Render every line of the material below as a JSON list of strings, one string per line and no blank lines, omitting the picture from your answer.

» **RECORDS SHOWN**:
— Begin —

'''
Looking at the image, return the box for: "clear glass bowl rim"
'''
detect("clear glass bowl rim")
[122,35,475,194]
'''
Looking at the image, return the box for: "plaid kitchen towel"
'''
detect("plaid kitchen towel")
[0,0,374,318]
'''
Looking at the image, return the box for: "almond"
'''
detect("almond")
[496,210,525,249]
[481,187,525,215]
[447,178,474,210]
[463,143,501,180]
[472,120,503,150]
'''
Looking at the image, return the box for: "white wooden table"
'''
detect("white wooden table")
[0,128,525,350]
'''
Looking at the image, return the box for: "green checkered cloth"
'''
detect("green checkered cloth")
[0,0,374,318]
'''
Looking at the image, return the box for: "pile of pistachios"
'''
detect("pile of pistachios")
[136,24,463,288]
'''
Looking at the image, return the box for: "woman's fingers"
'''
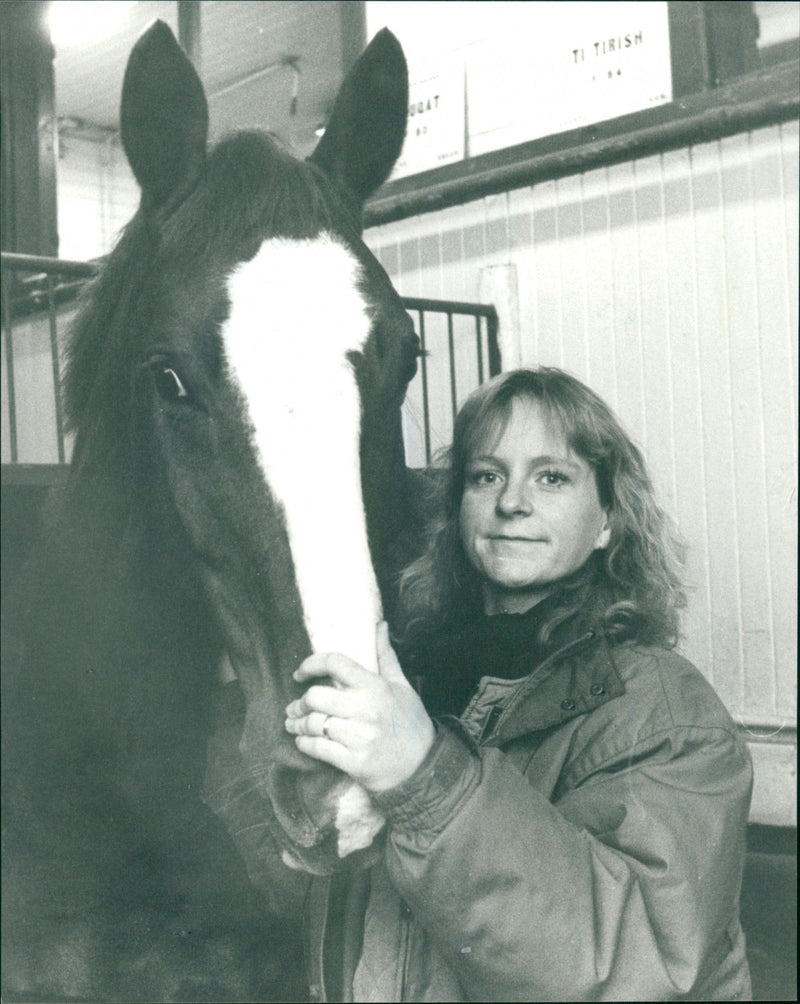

— End —

» **CORRECT OUTPUT**:
[
  "'''",
  "Looking at the image, return the box for: \"clear glass bowl rim\"",
  "'''",
  "detect(\"clear glass bowl rim\")",
  "[122,35,475,194]",
  "'''",
  "Looking at the image, return the box for: \"plaid kitchen towel\"",
  "'''",
  "detect(\"plaid kitchen towel\")",
  "[0,0,374,318]",
  "'''",
  "Looking at the image, return the box for: \"almond\"",
  "'''",
  "detect(\"almond\")",
  "[496,210,525,249]",
  "[481,187,525,215]",
  "[447,178,474,210]",
  "[463,143,501,180]",
  "[472,120,503,150]",
  "'''",
  "Looking at the image, return the box for: \"white wooden table\"",
  "'''",
  "detect(\"white wooden table\")",
  "[0,128,525,350]",
  "'''",
  "Looking at the image, return the box for: \"green checkered cloth\"",
  "'''",
  "detect(\"green checkered cloth\")",
  "[0,0,374,318]",
  "'''",
  "Looking at the image, return the box for: \"pile of pistachios\"",
  "'''",
  "detect(\"pile of pistachios\")",
  "[136,24,463,288]",
  "'''",
  "Looking at the image, return the box for: \"woman's fingers\"",
  "'''"
]